▸ SOURCE DOCUMENT
..............................

“No one ever told me that grief felt so like fear. I am not afraid but the sensation is like being afraid.”
These are the first words of C.S. Lewis’ renowned book A Grief Observed. In this honest and thoughtful memoir, he recounts so much of the chaos that occurred within his mind and body after his beloved died. I’ve read it twice since Pete died and I’m still mostly stuck on that first thought.
Grief feels like fear.
For example, when I get in my car alone, a funny things happens at about mile 3. Without prompting, remember the moment Pete stopped breathing or I remember I have to pack up my house in the next six weeks or I remember that I don't really know how to do life without him. My breathing changes. And I feel unrest. This is the same feeling as fear. It’s fight or flight time.
You see fear comes to us from our amygdala. The amygdala is part of our animal brain. It’s lodged deep in the cerebral cortex and it is part of our limbic system. It controls memory, our decision making, our emotional reactions. It gives us fear… and I’m going to say grief too.

..............................

▸ WHAT THE TASK ASKS
Copy the passage from the piece on grief word for word, starting at "These are the" and ending at "or flight time.".

▸ DATA RECORDS
..............................

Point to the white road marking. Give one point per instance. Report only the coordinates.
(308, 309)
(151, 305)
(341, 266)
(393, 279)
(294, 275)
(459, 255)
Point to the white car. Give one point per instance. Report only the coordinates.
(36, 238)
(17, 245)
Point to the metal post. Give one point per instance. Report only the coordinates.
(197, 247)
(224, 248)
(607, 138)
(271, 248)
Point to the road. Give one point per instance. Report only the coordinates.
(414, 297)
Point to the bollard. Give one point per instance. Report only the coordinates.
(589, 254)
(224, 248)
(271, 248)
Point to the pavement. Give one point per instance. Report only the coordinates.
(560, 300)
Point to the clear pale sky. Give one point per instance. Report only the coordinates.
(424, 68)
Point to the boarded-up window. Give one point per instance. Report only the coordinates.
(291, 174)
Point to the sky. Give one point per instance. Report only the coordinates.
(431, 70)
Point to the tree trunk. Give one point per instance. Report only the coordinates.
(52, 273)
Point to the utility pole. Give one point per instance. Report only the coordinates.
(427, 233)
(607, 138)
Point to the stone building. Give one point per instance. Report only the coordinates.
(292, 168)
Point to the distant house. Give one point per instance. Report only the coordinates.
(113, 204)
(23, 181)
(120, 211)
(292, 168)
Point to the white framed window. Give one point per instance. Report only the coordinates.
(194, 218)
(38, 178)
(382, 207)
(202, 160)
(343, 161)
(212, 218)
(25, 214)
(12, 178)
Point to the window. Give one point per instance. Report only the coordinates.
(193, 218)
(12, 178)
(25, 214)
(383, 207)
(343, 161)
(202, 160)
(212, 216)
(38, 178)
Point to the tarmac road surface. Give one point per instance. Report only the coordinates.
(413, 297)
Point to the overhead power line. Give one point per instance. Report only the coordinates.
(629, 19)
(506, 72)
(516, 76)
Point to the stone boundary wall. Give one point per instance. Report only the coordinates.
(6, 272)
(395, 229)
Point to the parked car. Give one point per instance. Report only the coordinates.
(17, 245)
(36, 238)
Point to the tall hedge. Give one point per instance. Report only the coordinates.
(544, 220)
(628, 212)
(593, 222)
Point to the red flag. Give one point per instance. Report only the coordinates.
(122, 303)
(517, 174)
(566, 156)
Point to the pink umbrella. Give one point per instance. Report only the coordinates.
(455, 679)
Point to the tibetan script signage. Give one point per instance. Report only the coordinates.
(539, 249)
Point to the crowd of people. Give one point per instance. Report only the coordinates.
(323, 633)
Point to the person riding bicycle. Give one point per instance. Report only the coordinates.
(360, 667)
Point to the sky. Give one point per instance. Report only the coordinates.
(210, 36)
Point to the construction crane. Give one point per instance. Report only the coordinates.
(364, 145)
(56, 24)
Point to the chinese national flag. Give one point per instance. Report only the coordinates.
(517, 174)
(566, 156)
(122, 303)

..............................

▸ RESULT FOR THIS TASK
These are the first words of C.S. Lewis’ renowned book A Grief Observed. In this honest and thoughtful memoir, he recounts so much of the chaos that occurred within his mind and body after his beloved died. I’ve read it twice since Pete died and I’m still mostly stuck on that first thought.
Grief feels like fear.
For example, when I get in my car alone, a funny things happens at about mile 3. Without prompting, remember the moment Pete stopped breathing or I remember I have to pack up my house in the next six weeks or I remember that I don't really know how to do life without him. My breathing changes. And I feel unrest. This is the same feeling as fear. It’s fight or flight time.